• Objective
Copy the following records word for word, without changing any line.

# # # #

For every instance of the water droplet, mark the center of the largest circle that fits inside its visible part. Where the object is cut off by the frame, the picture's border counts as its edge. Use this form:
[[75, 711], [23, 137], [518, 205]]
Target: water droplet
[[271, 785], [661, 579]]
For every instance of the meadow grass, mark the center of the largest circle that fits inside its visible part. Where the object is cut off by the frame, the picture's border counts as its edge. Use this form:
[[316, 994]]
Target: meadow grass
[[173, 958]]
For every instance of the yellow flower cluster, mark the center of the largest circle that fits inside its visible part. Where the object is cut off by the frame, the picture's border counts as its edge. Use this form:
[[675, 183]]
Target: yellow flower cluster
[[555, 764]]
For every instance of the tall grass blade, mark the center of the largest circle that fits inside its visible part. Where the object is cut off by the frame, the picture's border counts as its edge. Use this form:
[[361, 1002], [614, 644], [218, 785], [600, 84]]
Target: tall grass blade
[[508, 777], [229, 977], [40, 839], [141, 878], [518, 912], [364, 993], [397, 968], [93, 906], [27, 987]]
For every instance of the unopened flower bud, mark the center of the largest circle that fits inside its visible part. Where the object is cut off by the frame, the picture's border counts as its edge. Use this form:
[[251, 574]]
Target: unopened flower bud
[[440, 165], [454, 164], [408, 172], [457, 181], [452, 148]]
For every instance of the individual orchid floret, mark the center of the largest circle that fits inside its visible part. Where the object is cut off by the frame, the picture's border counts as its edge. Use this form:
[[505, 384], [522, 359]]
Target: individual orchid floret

# # # #

• Solution to the exercise
For every instance of the water droplet, mark the center of the largest circle that fits inside its visible part. Where the object is cut off by the frame, the picture's border counts as its edge. Use this form:
[[75, 711], [23, 137], [518, 205]]
Target: water droplet
[[271, 785], [661, 579]]
For every instance of the meadow grass, mark the center of the largest circle that fits inside its visible part. Where the object is cut off by the frame, the picture's border counts as its edge. Use this form:
[[316, 994]]
Target: meadow grass
[[173, 958]]
For every instance of the yellow flower cluster, mark the center of the largest circle that fits inside its visible part. Where the object is cut off by the frame, the picture's border counts as its edge. Use this form:
[[675, 183]]
Target: yellow flower cluster
[[555, 764]]
For every instance of the tall grass blade, mark the center of the largest circle that fits inside its visible part. Where the object is cut off by the frame, the picture's border counts as its edge. Use this form:
[[361, 1002], [614, 644], [218, 785], [600, 84]]
Target: tall grass blade
[[508, 777], [229, 977], [40, 839], [141, 878], [518, 912], [364, 993], [397, 968], [93, 906], [27, 987]]
For every instance of the unopened flower bud, mark the center of the largest circle that fits inside its visible part. Where the object is cut off by the frame, the picture's border counts as its edge. Use this form:
[[251, 574]]
Target: unopened flower bud
[[440, 165], [454, 164], [408, 172], [457, 181], [452, 148]]
For every instance of the individual orchid floret, mark the center of the largest circle that fits inside its visible part. Where the object is cut off by the frame, the picture's border counts as its edge. Use this form:
[[505, 384], [522, 359]]
Target: individual orchid floret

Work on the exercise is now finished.